**SHORT EXERCISE:** Reproduce exactly the lines below, starting at the line that contains "point: monitor screen" and ending with the last line of the records, both included; leave out any pictures.

**RECORDED INFORMATION:**
* * *
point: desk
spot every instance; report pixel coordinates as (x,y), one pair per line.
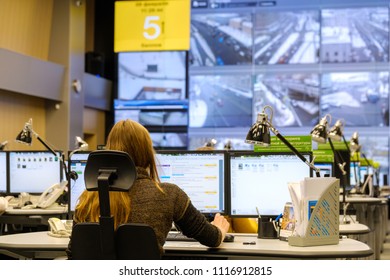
(31,217)
(369,211)
(353,229)
(41,245)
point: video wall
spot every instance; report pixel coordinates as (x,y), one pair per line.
(304,59)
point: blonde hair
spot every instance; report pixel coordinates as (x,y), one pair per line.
(130,137)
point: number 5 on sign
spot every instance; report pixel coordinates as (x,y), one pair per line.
(153,25)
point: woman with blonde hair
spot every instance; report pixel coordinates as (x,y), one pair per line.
(149,201)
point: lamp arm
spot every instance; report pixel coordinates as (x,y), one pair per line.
(341,166)
(54,153)
(295,151)
(44,144)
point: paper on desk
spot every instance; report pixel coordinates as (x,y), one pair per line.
(304,196)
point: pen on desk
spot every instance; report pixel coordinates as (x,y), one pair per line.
(249,243)
(278,217)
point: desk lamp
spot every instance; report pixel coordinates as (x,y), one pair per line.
(80,144)
(3,144)
(228,145)
(25,137)
(259,134)
(356,148)
(321,134)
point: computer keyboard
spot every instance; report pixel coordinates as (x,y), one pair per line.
(179,236)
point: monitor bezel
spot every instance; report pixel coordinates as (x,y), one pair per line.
(60,158)
(70,153)
(254,153)
(6,192)
(226,204)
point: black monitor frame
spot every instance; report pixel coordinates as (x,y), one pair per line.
(226,195)
(61,169)
(263,153)
(73,182)
(318,164)
(6,190)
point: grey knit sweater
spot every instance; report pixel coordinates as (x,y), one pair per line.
(150,206)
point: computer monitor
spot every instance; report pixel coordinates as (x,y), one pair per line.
(361,171)
(33,171)
(259,181)
(3,172)
(201,174)
(77,163)
(326,168)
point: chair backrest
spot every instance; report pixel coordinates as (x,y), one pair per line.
(132,242)
(136,242)
(107,171)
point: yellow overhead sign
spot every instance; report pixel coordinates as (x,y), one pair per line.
(154,25)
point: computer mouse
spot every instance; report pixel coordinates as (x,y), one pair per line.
(27,203)
(229,238)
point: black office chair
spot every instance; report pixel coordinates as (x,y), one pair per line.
(111,171)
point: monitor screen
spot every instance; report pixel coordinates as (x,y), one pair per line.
(152,113)
(201,174)
(326,168)
(77,163)
(33,171)
(220,100)
(3,172)
(259,181)
(152,75)
(361,171)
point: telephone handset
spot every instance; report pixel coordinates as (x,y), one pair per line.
(58,228)
(51,194)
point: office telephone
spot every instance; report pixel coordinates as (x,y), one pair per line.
(59,228)
(51,194)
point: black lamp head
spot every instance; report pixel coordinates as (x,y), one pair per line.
(259,133)
(354,142)
(320,132)
(25,136)
(3,144)
(80,144)
(336,132)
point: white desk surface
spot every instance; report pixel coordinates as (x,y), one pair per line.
(353,228)
(271,248)
(363,199)
(36,211)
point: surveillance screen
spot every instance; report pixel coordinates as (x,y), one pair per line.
(286,37)
(221,39)
(220,101)
(293,98)
(359,98)
(163,140)
(152,112)
(355,35)
(152,75)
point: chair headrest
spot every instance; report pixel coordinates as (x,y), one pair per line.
(118,165)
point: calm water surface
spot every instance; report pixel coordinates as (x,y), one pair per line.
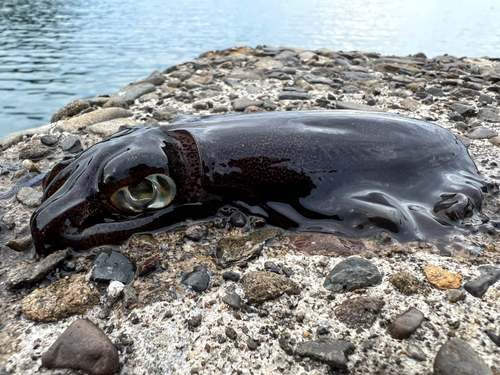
(55,51)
* * *
**EXPECTED ANSWER:**
point: monitor screen
spot every instance; report pixel coordinates as (x,y), one pair per line.
(152,113)
(201,174)
(326,168)
(77,163)
(33,171)
(220,100)
(3,172)
(259,181)
(152,75)
(361,171)
point: telephone handset
spot every instance; report pixel coordinates as (x,y), one pair per line.
(58,228)
(51,194)
point: office telephone
spot every instance; report pixel coordinates as (x,y), one pair per line.
(59,228)
(51,194)
point: black lamp head
spot every instance; report pixel coordinates as (x,y), one pair per line.
(259,133)
(354,142)
(320,132)
(25,136)
(3,144)
(80,144)
(336,132)
point: white desk surface
spot every instance; report pixel coordinates as (x,y), one pair per line.
(353,228)
(271,248)
(363,199)
(36,211)
point: surveillance screen
spot every instance; report pixel coordinates as (x,y), one pair per line.
(286,37)
(221,39)
(220,101)
(293,98)
(359,98)
(163,140)
(152,112)
(355,35)
(152,75)
point: chair headrest
spot every instance; report pixel coordinates as (x,y), one pair per line.
(118,165)
point: calm water surface
spot every instance; report pixel coordinates as (x,y), one pair per line.
(55,51)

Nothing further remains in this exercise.